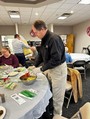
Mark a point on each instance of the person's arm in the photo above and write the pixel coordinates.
(15, 62)
(0, 60)
(39, 59)
(70, 58)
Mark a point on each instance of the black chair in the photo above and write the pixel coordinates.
(80, 65)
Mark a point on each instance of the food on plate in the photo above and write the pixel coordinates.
(31, 78)
(12, 73)
(10, 85)
(27, 79)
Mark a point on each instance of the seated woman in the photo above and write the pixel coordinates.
(8, 58)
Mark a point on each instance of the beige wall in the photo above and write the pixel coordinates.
(7, 30)
(63, 30)
(81, 37)
(79, 30)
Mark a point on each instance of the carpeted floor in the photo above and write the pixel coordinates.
(73, 107)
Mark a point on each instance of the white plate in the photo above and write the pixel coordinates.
(4, 112)
(13, 73)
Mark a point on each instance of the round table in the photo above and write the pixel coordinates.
(31, 109)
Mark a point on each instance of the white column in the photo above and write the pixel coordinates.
(16, 28)
(50, 27)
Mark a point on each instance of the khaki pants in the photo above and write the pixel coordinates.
(57, 77)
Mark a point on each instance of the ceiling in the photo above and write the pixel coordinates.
(49, 11)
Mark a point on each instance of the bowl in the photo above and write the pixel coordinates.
(27, 79)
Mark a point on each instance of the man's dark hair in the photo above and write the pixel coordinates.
(16, 35)
(39, 24)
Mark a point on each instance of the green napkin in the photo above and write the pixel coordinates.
(28, 94)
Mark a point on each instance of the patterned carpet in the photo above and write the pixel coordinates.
(73, 107)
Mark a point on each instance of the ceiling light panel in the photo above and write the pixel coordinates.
(14, 14)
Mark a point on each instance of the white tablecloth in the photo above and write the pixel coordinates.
(80, 56)
(31, 109)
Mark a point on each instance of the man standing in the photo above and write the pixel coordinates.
(18, 46)
(52, 54)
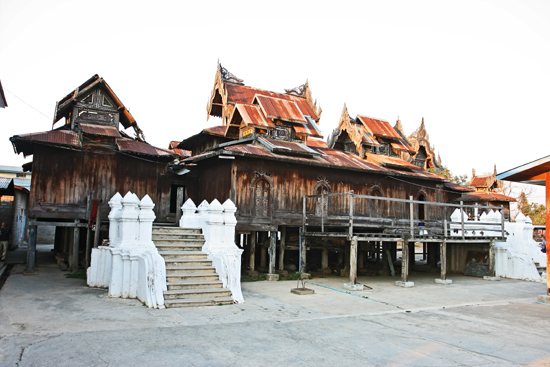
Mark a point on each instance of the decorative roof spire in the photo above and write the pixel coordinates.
(227, 76)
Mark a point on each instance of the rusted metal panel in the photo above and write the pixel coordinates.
(282, 109)
(252, 116)
(129, 145)
(99, 130)
(379, 127)
(244, 94)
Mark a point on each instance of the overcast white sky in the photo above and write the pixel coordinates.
(477, 71)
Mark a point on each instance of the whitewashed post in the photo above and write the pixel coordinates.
(214, 225)
(114, 219)
(230, 222)
(129, 220)
(189, 216)
(146, 218)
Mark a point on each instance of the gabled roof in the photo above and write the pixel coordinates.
(533, 172)
(64, 137)
(486, 196)
(3, 102)
(379, 128)
(64, 107)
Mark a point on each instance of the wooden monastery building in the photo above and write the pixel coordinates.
(78, 166)
(294, 192)
(303, 204)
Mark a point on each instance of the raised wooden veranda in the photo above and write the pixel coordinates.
(426, 222)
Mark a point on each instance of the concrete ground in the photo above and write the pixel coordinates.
(48, 319)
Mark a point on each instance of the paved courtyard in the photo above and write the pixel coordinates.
(48, 319)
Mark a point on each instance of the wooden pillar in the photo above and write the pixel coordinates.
(492, 258)
(547, 233)
(443, 252)
(324, 259)
(405, 261)
(353, 261)
(252, 250)
(282, 246)
(76, 246)
(303, 255)
(31, 249)
(272, 251)
(360, 259)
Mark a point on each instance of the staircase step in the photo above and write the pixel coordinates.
(195, 284)
(174, 303)
(183, 277)
(197, 293)
(176, 230)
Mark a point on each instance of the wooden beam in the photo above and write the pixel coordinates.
(443, 246)
(353, 261)
(272, 252)
(76, 247)
(405, 261)
(282, 247)
(252, 250)
(31, 250)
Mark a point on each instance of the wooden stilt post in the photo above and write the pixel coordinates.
(353, 261)
(303, 255)
(492, 258)
(252, 250)
(76, 246)
(405, 261)
(31, 249)
(444, 259)
(282, 249)
(272, 251)
(97, 226)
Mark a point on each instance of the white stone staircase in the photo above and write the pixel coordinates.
(191, 278)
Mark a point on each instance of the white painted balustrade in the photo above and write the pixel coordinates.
(130, 266)
(218, 222)
(515, 258)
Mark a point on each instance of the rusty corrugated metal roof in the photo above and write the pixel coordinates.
(94, 129)
(457, 187)
(243, 94)
(252, 116)
(282, 109)
(486, 196)
(380, 128)
(138, 147)
(57, 137)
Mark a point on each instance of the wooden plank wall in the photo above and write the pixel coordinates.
(62, 179)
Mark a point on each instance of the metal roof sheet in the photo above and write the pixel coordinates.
(486, 196)
(138, 147)
(94, 129)
(252, 116)
(56, 137)
(282, 109)
(379, 127)
(243, 94)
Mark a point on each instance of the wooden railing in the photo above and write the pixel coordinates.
(346, 214)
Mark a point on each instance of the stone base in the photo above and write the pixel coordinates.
(283, 273)
(353, 287)
(272, 277)
(302, 291)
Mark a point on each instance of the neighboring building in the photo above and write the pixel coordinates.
(486, 195)
(90, 158)
(3, 102)
(14, 196)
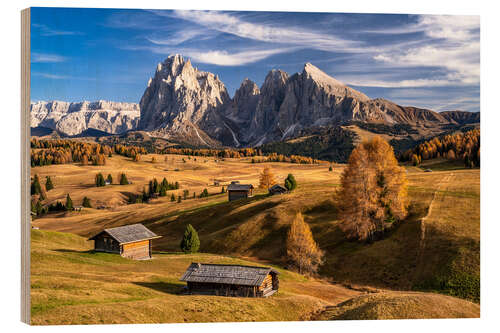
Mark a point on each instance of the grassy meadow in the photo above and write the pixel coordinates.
(436, 249)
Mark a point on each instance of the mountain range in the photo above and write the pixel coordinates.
(184, 104)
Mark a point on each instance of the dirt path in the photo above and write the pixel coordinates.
(420, 256)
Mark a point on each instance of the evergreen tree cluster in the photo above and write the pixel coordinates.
(99, 180)
(190, 242)
(290, 182)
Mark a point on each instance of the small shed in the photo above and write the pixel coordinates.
(131, 241)
(277, 189)
(231, 280)
(236, 191)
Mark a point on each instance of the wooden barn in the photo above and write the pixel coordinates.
(130, 241)
(277, 189)
(231, 280)
(236, 191)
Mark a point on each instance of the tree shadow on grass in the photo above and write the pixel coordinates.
(165, 287)
(75, 251)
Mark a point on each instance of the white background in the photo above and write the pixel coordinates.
(490, 127)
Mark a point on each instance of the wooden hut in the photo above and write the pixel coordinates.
(236, 191)
(277, 189)
(231, 280)
(130, 241)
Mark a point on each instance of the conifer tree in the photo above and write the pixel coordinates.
(163, 191)
(35, 186)
(290, 182)
(190, 242)
(99, 180)
(156, 186)
(48, 184)
(145, 196)
(266, 178)
(69, 203)
(373, 190)
(301, 248)
(123, 179)
(86, 202)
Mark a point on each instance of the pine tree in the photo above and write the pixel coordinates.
(301, 248)
(290, 182)
(99, 180)
(48, 184)
(156, 186)
(69, 203)
(123, 179)
(266, 178)
(163, 191)
(190, 242)
(373, 190)
(145, 196)
(35, 186)
(86, 202)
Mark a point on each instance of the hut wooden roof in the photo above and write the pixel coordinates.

++++++++++++++++++++

■ GIVEN EXERCISE ■
Write out every line of the rows above as a numbered list, skipping blank lines. Leave the pictures out.

■ THE ANSWER ■
1. Mark a point on each instance of the person's arm in the photo above and write the pixel coordinates.
2. (15, 62)
3. (0, 60)
4. (39, 59)
5. (70, 58)
6. Mark a point on each instance of the black chair in the photo above and write the pixel coordinates.
7. (80, 65)
8. Mark a point on each instance of the food on plate in the photo above and write the pixel coordinates.
9. (31, 78)
10. (12, 73)
11. (10, 85)
12. (27, 79)
13. Mark a point on each instance of the seated woman in the photo above and write the pixel coordinates.
14. (8, 58)
15. Mark a point on each instance of the beige wall in the photo above and write the pixel coordinates.
16. (7, 30)
17. (63, 30)
18. (81, 37)
19. (79, 30)
20. Mark a point on each instance of the carpeted floor in the photo above and write the pixel coordinates.
21. (73, 107)
22. Mark a point on each instance of the white plate in the photo above and write the pixel coordinates.
23. (4, 112)
24. (13, 73)
25. Mark a point on each instance of the round table in the photo above and write the pixel coordinates.
26. (31, 109)
27. Mark a point on each instance of the white column in the photo above and write the pixel coordinates.
28. (16, 28)
29. (50, 27)
30. Mark a point on each instance of the khaki pants in the photo above and write the pixel coordinates.
31. (57, 77)
32. Mark a point on each instance of the ceiling in the photo above and write the pixel coordinates.
33. (49, 11)
34. Mark a point on each instance of the bowl in the photo above and write the pixel coordinates.
35. (27, 79)
36. Mark a point on each instance of the man's dark hair in the photo above and write the pixel coordinates.
37. (16, 35)
38. (39, 24)
39. Mark a point on each instance of the green napkin in the photo above and write the pixel coordinates.
40. (28, 94)
41. Mark a point on each instance of the patterned carpet in the photo above and write the pixel coordinates.
42. (73, 107)
43. Mark a point on each instance of the ceiling light panel in the photo above and write the pixel coordinates.
44. (14, 14)
45. Mark a point on each instance of the white tablecloth in the photo above and write the pixel coordinates.
46. (80, 56)
47. (31, 109)
48. Mark a point on each instance of the man standing in the photo above and write the pixel coordinates.
49. (18, 46)
50. (52, 54)
51. Mark a point on each instance of the decorative roof spire in the photo above and write the pixel coordinates.
52. (227, 76)
53. Mark a point on each instance of the rusted metal panel in the photo above and write the pixel coordinates.
54. (282, 109)
55. (252, 116)
56. (129, 145)
57. (99, 130)
58. (379, 127)
59. (244, 94)
60. Mark a point on each instance of the overcast white sky in the photo above and write the pixel coordinates.
61. (477, 71)
62. Mark a point on each instance of the whitewashed post in the photo above and write the pixel coordinates.
63. (214, 225)
64. (114, 219)
65. (230, 222)
66. (129, 220)
67. (189, 216)
68. (146, 218)
69. Mark a point on each instance of the gabled roof in the photo above and write the pixel coordinates.
70. (533, 172)
71. (64, 137)
72. (486, 196)
73. (3, 102)
74. (379, 128)
75. (64, 107)
76. Mark a point on each instance of the wooden monastery building in the photo above and write the pixel coordinates.
77. (78, 166)
78. (294, 192)
79. (303, 204)
80. Mark a point on each instance of the raised wooden veranda in the photo above and write the pixel coordinates.
81. (426, 222)
82. Mark a point on each instance of the concrete ground in the photo above and write the pixel coordinates.
83. (48, 319)
84. Mark a point on each instance of the paved courtyard in the photo above and write the pixel coordinates.
85. (48, 319)
86. Mark a point on each instance of the wooden pillar in the photo above and write the pixel coordinates.
87. (492, 258)
88. (547, 233)
89. (443, 252)
90. (324, 259)
91. (405, 261)
92. (353, 261)
93. (252, 250)
94. (282, 246)
95. (76, 246)
96. (303, 255)
97. (31, 249)
98. (272, 251)
99. (360, 259)
100. Mark a point on each instance of the staircase step in the photo above and write the pixel coordinates.
101. (195, 284)
102. (174, 303)
103. (183, 277)
104. (197, 293)
105. (176, 230)
106. Mark a point on each instance of the wooden beam in the photo above and write the pixel coordinates.
107. (443, 246)
108. (353, 261)
109. (272, 252)
110. (76, 247)
111. (405, 261)
112. (282, 247)
113. (252, 250)
114. (31, 250)
115. Mark a point on each instance of the wooden stilt post in the photo above and write the pixel coordinates.
116. (353, 261)
117. (303, 255)
118. (492, 258)
119. (252, 250)
120. (76, 246)
121. (405, 261)
122. (31, 249)
123. (444, 259)
124. (282, 249)
125. (272, 251)
126. (97, 226)
127. Mark a point on each instance of the white stone staircase in the photo above and write the pixel coordinates.
128. (191, 278)
129. Mark a point on each instance of the white painted balustrade in the photo above and write the pixel coordinates.
130. (130, 266)
131. (218, 222)
132. (515, 258)
133. Mark a point on each instance of the rusty corrugated metal roof in the photo above and write the pixel coordinates.
134. (94, 129)
135. (457, 187)
136. (243, 94)
137. (252, 116)
138. (282, 109)
139. (486, 196)
140. (380, 128)
141. (138, 147)
142. (57, 137)
143. Mark a point on each instance of the wooden plank wall in the photo above and write the pixel coordinates.
144. (62, 179)
145. Mark a point on each instance of the metal roof sheet in the photo above and write the pixel coordinates.
146. (486, 196)
147. (138, 147)
148. (94, 129)
149. (252, 116)
150. (56, 137)
151. (282, 109)
152. (379, 127)
153. (243, 94)
154. Mark a point on each instance of the wooden railing in the photo above and write the pixel coordinates.
155. (346, 214)
156. Mark a point on each instance of the stone base in the photo above and write the pixel coordinates.
157. (283, 273)
158. (353, 287)
159. (272, 277)
160. (302, 291)
161. Mark a point on each instance of the neighboring building in the photo above and write the pixel coordinates.
162. (486, 195)
163. (90, 158)
164. (3, 102)
165. (14, 196)
166. Mark a point on each instance of the grassy meadow in the photo above and write the pixel coordinates.
167. (436, 249)
168. Mark a point on each instance of the mountain range in the photo above and write the pixel coordinates.
169. (184, 104)
170. Mark a point on each instance of the dirt path in the photo above and write the pixel coordinates.
171. (420, 256)
172. Mark a point on each instance of the evergreen tree cluster in the photo above and write the pixel coordinates.
173. (99, 180)
174. (190, 242)
175. (290, 182)
176. Mark a point on each instance of the small shed in the photo above and write the pixel coordinates.
177. (131, 241)
178. (277, 189)
179. (231, 280)
180. (236, 191)
181. Mark a point on each instance of the wooden barn in the photo above and write the pixel coordinates.
182. (130, 241)
183. (277, 189)
184. (231, 280)
185. (236, 191)
186. Mark a point on each instance of the tree shadow on grass in the photo above and write the pixel coordinates.
187. (165, 287)
188. (75, 251)
189. Mark a point on each instance of the white background in the photo above and write the pixel coordinates.
190. (490, 127)
191. Mark a point on each instance of the wooden hut in the photo above and write the pixel coordinates.
192. (236, 191)
193. (277, 189)
194. (231, 280)
195. (130, 241)
196. Mark a point on each instance of the conifer tree in the photo above and write the pixel coordinates.
197. (163, 191)
198. (35, 186)
199. (290, 182)
200. (190, 242)
201. (99, 180)
202. (156, 186)
203. (48, 184)
204. (145, 196)
205. (266, 178)
206. (69, 203)
207. (373, 190)
208. (301, 248)
209. (123, 179)
210. (86, 202)
211. Mark a point on each instance of the pine tree in the photo above and write the pixel coordinates.
212. (301, 248)
213. (290, 182)
214. (99, 180)
215. (48, 184)
216. (156, 186)
217. (69, 203)
218. (123, 179)
219. (266, 178)
220. (163, 191)
221. (190, 242)
222. (373, 190)
223. (145, 196)
224. (35, 186)
225. (86, 202)
226. Mark a point on each instance of the hut wooden roof in the photo above and write the pixel coordinates.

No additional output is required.